> [Dataset content]
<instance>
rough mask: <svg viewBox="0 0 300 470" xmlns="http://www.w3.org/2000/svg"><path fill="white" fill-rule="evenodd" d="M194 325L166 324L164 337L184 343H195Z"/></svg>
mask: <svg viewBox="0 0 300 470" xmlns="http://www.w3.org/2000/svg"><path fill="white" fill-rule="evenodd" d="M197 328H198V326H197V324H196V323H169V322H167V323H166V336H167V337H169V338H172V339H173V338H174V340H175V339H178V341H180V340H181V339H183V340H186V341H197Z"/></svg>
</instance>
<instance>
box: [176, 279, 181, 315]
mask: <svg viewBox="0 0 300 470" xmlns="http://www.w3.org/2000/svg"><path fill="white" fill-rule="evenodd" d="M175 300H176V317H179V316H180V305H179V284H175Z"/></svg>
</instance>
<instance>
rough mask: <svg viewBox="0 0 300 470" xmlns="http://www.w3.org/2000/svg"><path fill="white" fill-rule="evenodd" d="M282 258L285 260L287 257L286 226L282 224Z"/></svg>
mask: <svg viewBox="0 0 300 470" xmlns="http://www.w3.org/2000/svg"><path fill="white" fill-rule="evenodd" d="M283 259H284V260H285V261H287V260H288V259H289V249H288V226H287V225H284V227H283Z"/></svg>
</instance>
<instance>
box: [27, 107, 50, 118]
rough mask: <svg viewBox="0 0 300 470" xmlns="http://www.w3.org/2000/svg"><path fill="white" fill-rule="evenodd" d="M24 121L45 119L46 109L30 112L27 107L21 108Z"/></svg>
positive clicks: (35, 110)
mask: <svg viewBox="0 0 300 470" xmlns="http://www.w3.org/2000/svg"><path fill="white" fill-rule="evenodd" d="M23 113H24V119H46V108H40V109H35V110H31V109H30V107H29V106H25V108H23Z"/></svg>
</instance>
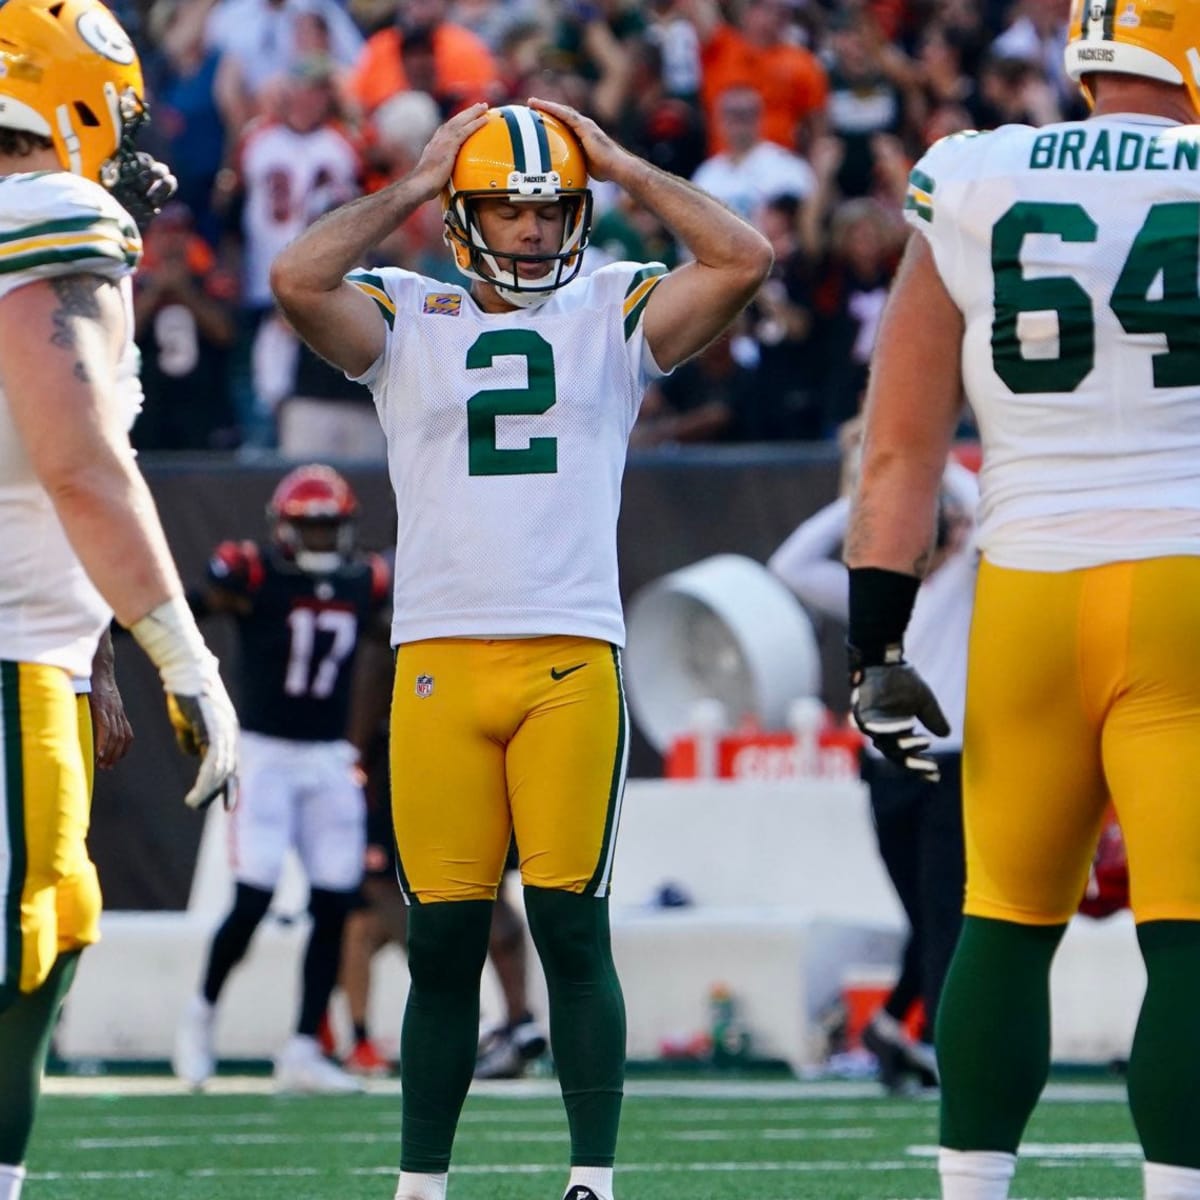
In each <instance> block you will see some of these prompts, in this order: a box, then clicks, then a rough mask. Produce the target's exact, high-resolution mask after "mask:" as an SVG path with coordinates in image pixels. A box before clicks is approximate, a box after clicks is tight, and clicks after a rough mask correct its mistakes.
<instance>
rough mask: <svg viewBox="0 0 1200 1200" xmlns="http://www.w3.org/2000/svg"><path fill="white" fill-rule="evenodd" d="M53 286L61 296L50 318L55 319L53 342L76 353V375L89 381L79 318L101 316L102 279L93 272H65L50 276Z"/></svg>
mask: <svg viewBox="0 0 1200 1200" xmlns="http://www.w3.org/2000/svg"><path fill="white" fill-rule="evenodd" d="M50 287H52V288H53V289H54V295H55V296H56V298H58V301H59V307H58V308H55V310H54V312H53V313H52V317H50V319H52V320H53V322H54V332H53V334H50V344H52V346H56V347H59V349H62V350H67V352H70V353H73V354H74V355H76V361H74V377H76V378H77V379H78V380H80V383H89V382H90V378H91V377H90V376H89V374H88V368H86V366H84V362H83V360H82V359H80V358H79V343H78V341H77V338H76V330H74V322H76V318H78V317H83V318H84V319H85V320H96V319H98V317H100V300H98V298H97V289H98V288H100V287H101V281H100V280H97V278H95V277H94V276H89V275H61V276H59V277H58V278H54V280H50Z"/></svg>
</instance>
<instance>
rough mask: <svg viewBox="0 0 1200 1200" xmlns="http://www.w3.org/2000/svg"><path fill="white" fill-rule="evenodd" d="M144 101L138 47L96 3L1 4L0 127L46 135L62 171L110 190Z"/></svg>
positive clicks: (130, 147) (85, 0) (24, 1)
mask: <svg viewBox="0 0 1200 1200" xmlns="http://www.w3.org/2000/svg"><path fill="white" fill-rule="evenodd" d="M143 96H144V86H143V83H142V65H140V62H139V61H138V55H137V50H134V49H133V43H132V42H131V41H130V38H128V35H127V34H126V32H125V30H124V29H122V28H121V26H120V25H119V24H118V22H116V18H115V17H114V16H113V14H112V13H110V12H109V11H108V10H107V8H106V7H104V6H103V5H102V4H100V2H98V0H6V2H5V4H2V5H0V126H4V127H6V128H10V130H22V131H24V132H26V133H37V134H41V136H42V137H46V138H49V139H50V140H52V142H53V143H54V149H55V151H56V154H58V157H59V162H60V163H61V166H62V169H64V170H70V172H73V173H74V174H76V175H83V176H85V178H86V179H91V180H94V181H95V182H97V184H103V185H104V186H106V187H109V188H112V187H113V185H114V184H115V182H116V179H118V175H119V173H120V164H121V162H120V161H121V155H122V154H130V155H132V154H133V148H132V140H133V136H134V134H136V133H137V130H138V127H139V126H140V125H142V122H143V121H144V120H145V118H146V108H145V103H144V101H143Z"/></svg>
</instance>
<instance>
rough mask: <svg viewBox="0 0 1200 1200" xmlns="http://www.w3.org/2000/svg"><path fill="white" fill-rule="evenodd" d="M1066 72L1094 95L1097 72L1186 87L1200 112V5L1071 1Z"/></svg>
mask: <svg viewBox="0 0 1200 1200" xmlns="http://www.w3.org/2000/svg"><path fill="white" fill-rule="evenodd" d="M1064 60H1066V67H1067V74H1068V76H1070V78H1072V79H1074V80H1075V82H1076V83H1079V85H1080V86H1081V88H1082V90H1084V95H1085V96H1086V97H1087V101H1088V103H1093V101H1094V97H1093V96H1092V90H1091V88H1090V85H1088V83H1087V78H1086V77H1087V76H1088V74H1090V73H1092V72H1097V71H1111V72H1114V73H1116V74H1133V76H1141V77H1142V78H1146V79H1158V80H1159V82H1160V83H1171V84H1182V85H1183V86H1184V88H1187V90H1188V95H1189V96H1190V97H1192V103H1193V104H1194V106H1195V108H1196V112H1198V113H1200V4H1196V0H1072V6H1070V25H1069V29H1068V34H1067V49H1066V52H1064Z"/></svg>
--
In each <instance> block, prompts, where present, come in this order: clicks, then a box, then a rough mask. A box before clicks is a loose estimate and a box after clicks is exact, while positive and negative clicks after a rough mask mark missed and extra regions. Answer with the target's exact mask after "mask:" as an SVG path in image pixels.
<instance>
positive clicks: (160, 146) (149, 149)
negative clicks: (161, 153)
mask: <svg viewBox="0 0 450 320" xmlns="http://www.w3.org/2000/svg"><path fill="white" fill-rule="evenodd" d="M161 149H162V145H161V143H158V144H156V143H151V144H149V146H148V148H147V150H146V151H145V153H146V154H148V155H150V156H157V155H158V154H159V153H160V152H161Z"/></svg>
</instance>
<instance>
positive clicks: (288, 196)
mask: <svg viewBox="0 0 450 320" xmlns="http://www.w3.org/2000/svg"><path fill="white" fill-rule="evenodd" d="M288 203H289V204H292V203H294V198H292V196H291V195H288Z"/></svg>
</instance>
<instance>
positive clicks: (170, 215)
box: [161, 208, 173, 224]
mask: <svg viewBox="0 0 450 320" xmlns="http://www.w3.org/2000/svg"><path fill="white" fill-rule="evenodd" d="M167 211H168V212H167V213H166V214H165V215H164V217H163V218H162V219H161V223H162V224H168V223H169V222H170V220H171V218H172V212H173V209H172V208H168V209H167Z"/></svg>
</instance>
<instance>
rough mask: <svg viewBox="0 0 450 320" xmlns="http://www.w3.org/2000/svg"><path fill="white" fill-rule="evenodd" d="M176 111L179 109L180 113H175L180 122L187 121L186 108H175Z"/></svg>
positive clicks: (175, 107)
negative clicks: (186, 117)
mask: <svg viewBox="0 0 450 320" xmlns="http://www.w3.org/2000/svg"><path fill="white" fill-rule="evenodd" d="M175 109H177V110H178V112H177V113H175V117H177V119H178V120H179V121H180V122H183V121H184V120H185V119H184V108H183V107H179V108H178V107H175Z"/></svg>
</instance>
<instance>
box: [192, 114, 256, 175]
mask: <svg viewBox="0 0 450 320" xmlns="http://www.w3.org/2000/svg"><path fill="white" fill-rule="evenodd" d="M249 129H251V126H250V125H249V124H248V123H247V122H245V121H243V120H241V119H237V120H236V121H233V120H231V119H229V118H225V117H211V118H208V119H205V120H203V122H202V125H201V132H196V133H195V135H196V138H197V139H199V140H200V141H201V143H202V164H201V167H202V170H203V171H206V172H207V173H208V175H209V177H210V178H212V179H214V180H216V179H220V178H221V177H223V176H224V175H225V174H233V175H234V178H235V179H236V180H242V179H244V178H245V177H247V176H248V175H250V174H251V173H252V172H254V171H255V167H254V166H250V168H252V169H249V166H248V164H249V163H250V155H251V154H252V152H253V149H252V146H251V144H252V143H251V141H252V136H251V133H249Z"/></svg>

> [What you are asked to do] Select each line in the rows above that contains the word "with", and copy those lines in their original order.

> [Result of the task]
In each <instance> block you will see some of these prompts, in this order: a box, then clicks, then a rough mask. Produce the target's exact, high-resolution mask after "mask:" as an SVG path with coordinates in image pixels. A box before clicks is approximate, a box after clicks is tight, and clicks after a rough mask correct its mistakes.
In each <instance> block, prompts, where present, come in this order: clicks, then a box, then a rough mask. A box before clicks is a loose estimate and a box after clicks is exact, while positive and negative clicks after a rough mask mark missed and extra regions. Answer with the target's exact mask after "mask:" as an SVG path in image pixels.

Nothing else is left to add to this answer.